◆ WHAT YOU WILL DO: If a line in the records below holds the word "rock", copy it.

◇ ◇ ◇ ◇

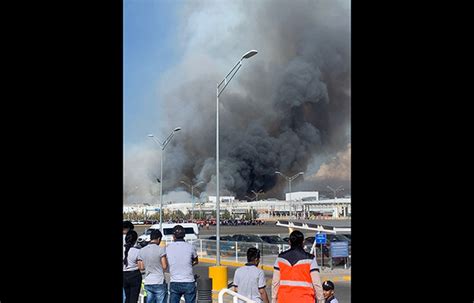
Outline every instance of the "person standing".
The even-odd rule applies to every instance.
[[[265,290],[265,273],[258,268],[260,250],[250,247],[247,250],[247,264],[239,267],[234,274],[234,291],[257,303],[269,303]],[[239,302],[243,302],[239,300]]]
[[[326,303],[339,303],[334,297],[334,283],[330,280],[324,281],[323,283],[323,295],[326,299]]]
[[[123,288],[125,289],[125,303],[138,302],[142,284],[142,274],[138,269],[138,253],[140,249],[135,247],[138,234],[129,230],[125,236],[125,252],[123,258]]]
[[[123,221],[123,256],[122,260],[125,258],[125,236],[129,230],[133,230],[135,226],[130,221]],[[125,289],[123,290],[123,303],[125,303]]]
[[[164,271],[168,267],[166,248],[160,246],[163,235],[159,229],[150,234],[150,243],[140,249],[138,254],[138,268],[145,270],[145,290],[147,303],[166,303],[168,287]]]
[[[272,303],[324,302],[316,258],[304,250],[304,236],[298,230],[290,234],[290,249],[275,261]]]
[[[198,256],[194,246],[184,241],[185,235],[184,227],[176,225],[173,228],[174,242],[166,248],[170,270],[170,303],[179,303],[183,295],[186,303],[196,301],[193,266],[198,264]]]

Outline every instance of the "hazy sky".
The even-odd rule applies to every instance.
[[[350,187],[350,0],[124,0],[124,193],[156,197],[180,180],[215,194],[215,85],[251,49],[219,98],[222,194],[283,197]],[[134,199],[137,200],[137,199]]]
[[[180,1],[124,0],[123,5],[123,135],[127,149],[158,129],[163,111],[157,82],[180,56],[173,47]]]

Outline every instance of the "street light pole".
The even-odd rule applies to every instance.
[[[263,192],[263,190],[259,190],[258,192],[256,192],[256,191],[252,190],[252,192],[253,192],[253,193],[254,193],[254,195],[255,195],[255,201],[258,201],[258,194],[262,193],[262,192]]]
[[[171,141],[174,136],[174,133],[180,131],[181,127],[176,127],[173,131],[168,135],[165,141],[161,143],[156,139],[153,134],[149,134],[148,137],[152,138],[160,147],[161,147],[161,155],[160,155],[160,231],[163,233],[163,153],[165,151],[166,146]]]
[[[334,200],[336,200],[336,193],[337,193],[338,191],[343,191],[343,190],[344,190],[344,188],[342,188],[342,185],[340,185],[340,186],[339,186],[338,188],[336,188],[336,189],[332,188],[332,187],[329,186],[329,185],[327,186],[327,188],[329,188],[329,189],[333,192],[333,194],[334,194]]]
[[[242,61],[248,59],[257,54],[256,50],[250,50],[246,52],[242,58],[234,65],[230,72],[224,77],[224,79],[217,84],[216,89],[216,265],[220,266],[221,264],[221,255],[220,255],[220,197],[219,197],[219,96],[222,94],[224,89],[229,85],[229,82],[234,78],[235,74],[239,71],[242,66]],[[236,69],[237,68],[237,69]],[[230,77],[227,80],[227,77]],[[224,84],[222,88],[221,85]]]
[[[183,184],[185,184],[185,185],[187,185],[187,186],[191,189],[191,199],[192,199],[192,201],[191,201],[191,204],[192,204],[191,221],[192,221],[192,220],[194,220],[194,188],[195,188],[196,186],[198,186],[199,184],[203,183],[203,181],[199,181],[198,183],[196,183],[196,184],[194,184],[194,185],[188,184],[188,183],[186,183],[186,182],[184,182],[184,181],[182,181],[182,180],[181,180],[180,182],[183,183]]]
[[[275,174],[279,174],[280,176],[282,176],[283,178],[285,178],[288,181],[288,190],[290,191],[290,202],[289,203],[291,204],[291,182],[294,179],[298,178],[299,175],[303,175],[304,172],[300,171],[299,173],[297,173],[296,175],[291,176],[291,177],[288,177],[288,176],[282,174],[279,171],[276,171]],[[290,216],[291,216],[291,206],[290,206]]]
[[[344,188],[342,188],[342,185],[340,185],[340,186],[339,186],[338,188],[336,188],[336,189],[334,189],[334,188],[332,188],[331,186],[327,185],[327,188],[329,188],[329,189],[333,192],[333,194],[334,194],[334,203],[336,203],[336,199],[337,199],[336,193],[337,193],[338,191],[343,191]],[[339,217],[339,207],[336,206],[336,208],[337,208],[337,212],[338,212],[338,215],[337,215],[337,216]],[[346,211],[345,211],[345,207],[344,207],[344,208],[343,208],[343,216],[345,216],[345,212],[346,212]]]
[[[163,234],[163,153],[164,148],[160,152],[160,231]]]

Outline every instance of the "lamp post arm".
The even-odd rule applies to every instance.
[[[234,65],[234,67],[232,67],[232,69],[230,70],[230,72],[224,77],[224,79],[222,79],[222,81],[217,84],[217,88],[219,88],[222,83],[225,82],[225,80],[227,79],[227,77],[229,77],[229,75],[234,71],[234,69],[238,66],[238,65],[242,65],[242,59],[240,59],[239,61],[237,61],[237,63]],[[235,74],[235,73],[234,73]],[[228,83],[228,82],[227,82]]]
[[[227,85],[229,85],[230,81],[234,78],[235,74],[237,74],[237,72],[239,71],[240,67],[242,67],[242,63],[241,61],[239,61],[239,67],[235,70],[235,72],[232,74],[232,77],[230,77],[229,81],[225,81],[225,85],[224,87],[219,91],[219,94],[217,96],[220,96],[222,94],[222,92],[225,90],[225,88],[227,87]],[[224,80],[227,79],[227,76],[224,78]]]
[[[168,138],[166,138],[165,142],[163,142],[162,146],[161,146],[161,149],[164,150],[166,145],[168,145],[168,143],[170,143],[171,139],[173,138],[174,136],[174,131],[171,132],[171,134],[168,136]]]

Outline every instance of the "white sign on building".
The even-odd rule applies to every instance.
[[[291,196],[291,199],[290,199]],[[318,201],[319,192],[317,191],[296,191],[285,195],[286,201]]]
[[[216,196],[209,196],[208,199],[209,199],[209,202],[216,203]],[[224,202],[224,203],[228,203],[228,202],[233,203],[235,200],[235,197],[234,196],[219,196],[219,200],[221,200],[221,202]]]

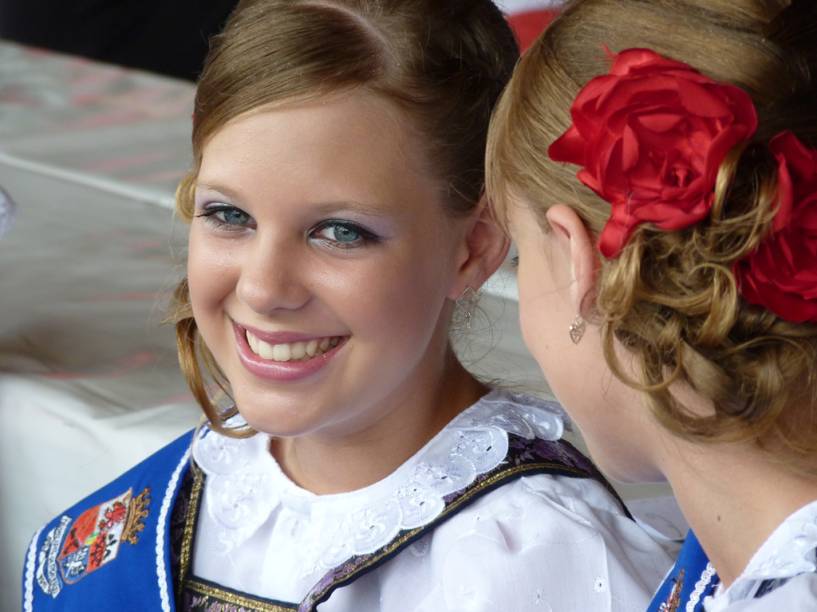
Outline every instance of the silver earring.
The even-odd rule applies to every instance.
[[[576,315],[576,318],[573,319],[573,323],[570,324],[568,328],[568,332],[570,333],[570,340],[573,344],[578,344],[582,341],[582,337],[584,336],[584,332],[587,329],[587,321],[582,319],[581,315]]]
[[[479,291],[469,285],[463,290],[455,302],[457,310],[461,313],[462,325],[469,331],[471,330],[471,322],[474,319],[474,309],[478,301]]]

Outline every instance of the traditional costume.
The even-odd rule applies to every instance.
[[[385,479],[315,495],[269,436],[205,428],[36,534],[24,610],[644,609],[670,560],[562,433],[493,391]]]
[[[817,610],[817,501],[783,521],[726,588],[690,532],[649,608],[649,612],[807,610]]]

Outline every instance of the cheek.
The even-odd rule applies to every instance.
[[[355,306],[348,312],[359,334],[422,341],[434,328],[445,298],[439,262],[400,257],[381,263],[385,265],[344,283],[344,299]]]
[[[188,241],[187,282],[190,302],[199,327],[213,308],[221,304],[235,287],[235,264],[230,251],[212,244],[203,232],[191,228]]]

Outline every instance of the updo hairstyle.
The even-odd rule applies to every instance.
[[[397,105],[426,144],[451,215],[467,215],[484,183],[491,110],[518,50],[491,0],[243,0],[211,41],[193,114],[193,169],[176,193],[190,221],[202,152],[227,122],[261,107],[361,88]],[[235,408],[211,400],[203,369],[228,382],[201,342],[186,279],[174,295],[179,361],[212,427]]]
[[[750,94],[759,128],[721,164],[710,217],[680,231],[639,226],[617,258],[599,257],[586,306],[611,370],[646,394],[667,429],[698,442],[755,443],[812,476],[817,325],[746,303],[732,266],[771,227],[777,165],[769,139],[791,130],[817,147],[815,41],[813,0],[572,2],[520,61],[495,112],[487,171],[500,216],[508,198],[521,200],[546,231],[547,208],[567,204],[598,236],[610,204],[547,150],[570,126],[579,90],[608,72],[609,51],[648,48]],[[634,377],[616,341],[635,357]],[[708,399],[711,411],[693,414],[671,393],[674,383]]]

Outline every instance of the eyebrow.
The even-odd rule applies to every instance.
[[[229,187],[219,187],[216,185],[208,185],[207,183],[196,183],[196,189],[206,189],[207,191],[214,191],[227,196],[231,200],[238,203],[242,202],[244,198],[238,191],[230,189]],[[364,215],[371,215],[375,217],[391,217],[394,215],[393,211],[389,210],[388,206],[368,204],[365,202],[358,202],[356,200],[338,200],[333,202],[321,202],[311,206],[313,210],[320,214],[329,214],[339,211],[354,211]]]

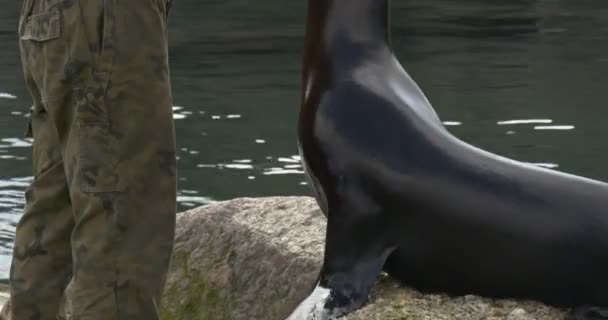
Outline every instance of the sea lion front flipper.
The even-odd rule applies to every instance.
[[[574,308],[567,320],[608,320],[608,308],[592,306]]]
[[[347,207],[352,208],[330,207],[319,281],[287,320],[334,320],[360,308],[367,300],[394,248],[387,228],[380,225],[384,220],[377,213]]]

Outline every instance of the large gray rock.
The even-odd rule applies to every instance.
[[[163,320],[284,320],[321,267],[325,218],[308,197],[243,198],[180,213]],[[533,281],[533,279],[531,279]],[[561,320],[534,302],[422,295],[381,276],[345,320]]]

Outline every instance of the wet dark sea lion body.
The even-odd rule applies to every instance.
[[[387,0],[308,10],[299,149],[328,223],[317,286],[289,319],[361,307],[382,269],[608,319],[608,184],[450,134],[392,51]]]

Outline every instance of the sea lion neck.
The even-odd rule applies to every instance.
[[[389,1],[308,0],[305,97],[313,83],[327,84],[330,69],[356,63],[372,50],[390,49]]]
[[[341,46],[390,46],[389,0],[309,0],[307,44],[331,55]]]
[[[310,0],[318,2],[319,0]],[[347,42],[360,46],[390,45],[389,0],[326,0],[323,41],[329,50]]]

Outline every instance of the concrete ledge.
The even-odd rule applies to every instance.
[[[242,198],[180,213],[163,320],[284,320],[312,288],[325,217],[309,197]],[[422,295],[382,276],[345,320],[561,320],[534,302]]]

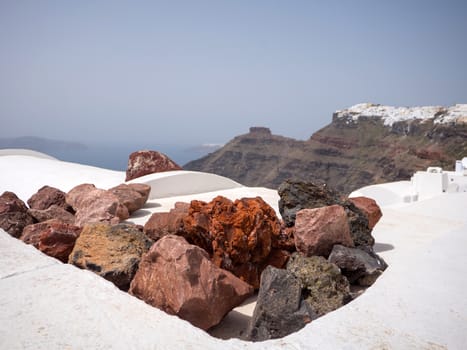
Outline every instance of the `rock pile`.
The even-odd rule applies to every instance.
[[[160,163],[147,157],[130,157],[131,176],[142,164]],[[370,286],[386,268],[372,248],[381,211],[368,198],[287,181],[279,188],[283,221],[260,197],[218,196],[176,203],[144,227],[122,222],[144,206],[150,190],[81,184],[64,193],[45,186],[29,208],[5,192],[0,227],[204,330],[258,290],[245,333],[253,341],[301,329],[348,303],[353,286]]]

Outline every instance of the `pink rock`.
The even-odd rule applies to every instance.
[[[383,216],[379,205],[372,198],[368,197],[354,197],[349,198],[358,209],[360,209],[368,218],[368,227],[373,229],[378,223],[379,219]]]
[[[295,246],[305,256],[328,257],[335,244],[353,247],[347,214],[340,205],[302,209],[295,220]]]
[[[34,223],[24,202],[13,192],[4,192],[0,196],[0,228],[18,238],[23,229]]]
[[[144,206],[150,191],[151,186],[145,184],[121,184],[109,189],[127,207],[130,214]]]
[[[78,226],[94,222],[118,224],[130,216],[116,195],[92,184],[74,187],[67,193],[66,201],[76,211],[75,224]]]
[[[125,181],[170,170],[182,170],[182,168],[163,153],[149,150],[137,151],[130,154]]]
[[[52,204],[47,209],[43,210],[29,209],[28,212],[38,222],[52,219],[57,219],[59,221],[66,222],[67,224],[73,224],[75,222],[75,216],[72,213],[55,204]]]
[[[44,186],[28,199],[31,209],[45,210],[52,205],[56,205],[65,210],[70,210],[70,206],[65,200],[66,193],[55,187]]]
[[[183,230],[183,219],[188,215],[189,203],[177,202],[168,213],[154,213],[144,225],[144,233],[151,239],[167,235],[180,235]]]
[[[26,226],[21,240],[66,263],[80,232],[81,228],[78,226],[49,220]]]
[[[168,235],[141,259],[130,293],[206,330],[240,305],[253,288],[215,266],[203,249]]]

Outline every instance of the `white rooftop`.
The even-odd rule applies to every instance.
[[[109,188],[124,179],[123,172],[24,154],[0,155],[0,169],[0,193],[17,192],[23,200],[45,184],[66,191],[82,182]],[[173,177],[165,188],[176,193],[167,184],[183,188],[181,181],[191,175],[174,175],[161,178]],[[153,194],[136,220],[180,199],[208,200],[217,194],[232,199],[261,195],[277,210],[276,191],[205,176],[210,180],[206,191],[198,178],[197,193]],[[150,181],[157,185],[157,176]],[[467,193],[402,203],[409,187],[410,182],[399,182],[355,193],[372,196],[382,206],[383,218],[373,233],[389,268],[376,283],[299,332],[261,343],[213,338],[92,272],[62,264],[0,232],[0,349],[463,349]]]
[[[336,111],[337,118],[351,118],[357,121],[360,117],[377,117],[384,125],[392,126],[395,122],[405,120],[433,119],[434,123],[453,123],[458,120],[467,122],[467,104],[456,104],[451,107],[392,107],[373,103],[359,103],[350,108]]]

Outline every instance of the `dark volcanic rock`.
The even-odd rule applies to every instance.
[[[326,185],[287,180],[277,190],[280,196],[279,212],[288,227],[295,223],[297,212],[340,204],[341,194]]]
[[[182,170],[182,168],[163,153],[148,150],[137,151],[130,154],[125,181],[170,170]]]
[[[314,318],[316,315],[302,298],[300,280],[287,270],[268,266],[261,274],[247,337],[253,341],[282,338]]]
[[[350,225],[350,234],[355,246],[371,248],[375,243],[368,226],[366,215],[350,200],[326,185],[311,182],[287,180],[278,190],[279,211],[287,226],[295,224],[297,212],[301,209],[313,209],[334,204],[344,207]]]
[[[351,300],[347,278],[335,264],[321,256],[304,257],[294,253],[287,263],[287,270],[301,281],[305,301],[317,317]]]
[[[31,209],[45,210],[56,205],[64,210],[71,211],[72,208],[67,204],[66,193],[55,187],[44,186],[28,199],[28,205]]]
[[[373,229],[379,219],[383,216],[381,208],[374,199],[368,197],[353,197],[349,198],[349,201],[366,215],[368,219],[368,227],[370,229]]]
[[[6,191],[0,196],[0,228],[18,238],[23,229],[33,223],[28,207],[16,194]]]
[[[336,264],[350,283],[369,287],[387,268],[386,262],[376,253],[335,245],[328,260]]]
[[[141,256],[152,243],[135,225],[89,224],[76,240],[68,262],[127,290]]]
[[[203,249],[168,235],[143,256],[130,293],[206,330],[240,305],[253,288],[215,266]]]

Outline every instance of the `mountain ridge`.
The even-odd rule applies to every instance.
[[[334,113],[331,123],[308,140],[252,127],[184,169],[228,176],[247,186],[277,188],[293,178],[350,193],[370,184],[408,180],[428,166],[451,169],[465,155],[467,105],[359,104]]]

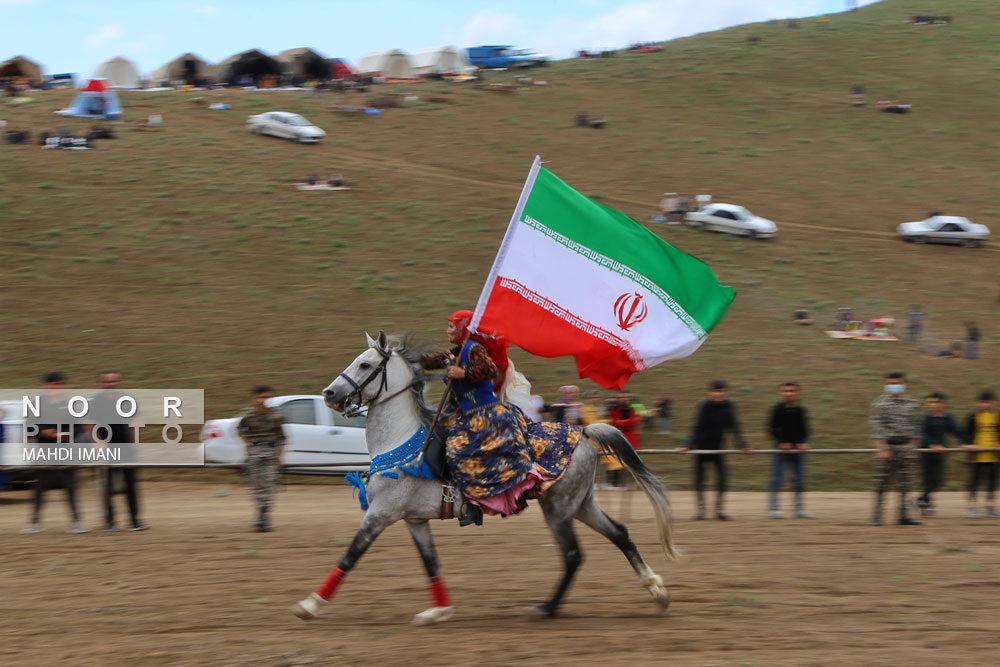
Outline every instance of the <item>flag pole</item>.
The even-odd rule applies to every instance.
[[[517,198],[517,206],[514,207],[514,213],[510,216],[510,224],[507,225],[507,232],[503,235],[503,241],[500,242],[500,249],[497,250],[496,259],[493,260],[490,273],[486,276],[483,291],[479,294],[479,302],[476,304],[476,310],[472,313],[472,322],[469,324],[469,329],[472,331],[479,331],[479,320],[482,319],[483,311],[486,310],[486,304],[490,300],[490,294],[493,293],[493,286],[496,284],[500,265],[503,264],[503,260],[507,256],[507,250],[514,241],[514,232],[517,230],[518,223],[521,222],[521,214],[524,213],[524,206],[528,203],[528,197],[531,195],[531,189],[535,187],[535,179],[538,178],[538,172],[541,168],[542,158],[536,155],[534,162],[531,163],[531,169],[528,170],[528,178],[524,181],[524,187],[521,188],[521,196]]]
[[[467,341],[467,340],[469,340],[469,325],[468,325],[468,323],[466,323],[466,326],[465,326],[465,335],[463,335],[462,336],[462,340],[460,340],[458,342],[458,350],[459,350],[458,356],[455,357],[454,362],[452,364],[450,364],[451,366],[457,366],[458,365],[458,360],[462,356],[462,352],[461,352],[462,346],[465,345],[465,341]],[[446,366],[445,368],[448,368],[448,367]],[[424,446],[421,449],[421,453],[423,453],[423,454],[427,453],[427,447],[428,447],[428,445],[431,444],[431,438],[434,437],[434,429],[437,428],[438,420],[441,419],[441,412],[444,411],[444,405],[445,405],[445,403],[448,402],[448,397],[451,395],[451,389],[452,389],[452,385],[454,383],[455,383],[455,378],[448,378],[448,384],[446,384],[445,387],[444,387],[444,394],[442,394],[442,396],[441,396],[441,402],[438,403],[437,412],[434,413],[434,419],[431,420],[431,425],[427,429],[427,437],[424,438]]]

◇ ◇ ◇ ◇

◆ RESPONSE TO THIS EXERCISE:
Outline every instance of the large gray rock.
Outline every instance of the `rock pile`.
Outline every instance of the `pink rock`.
Outline every instance of the `dark volcanic rock`.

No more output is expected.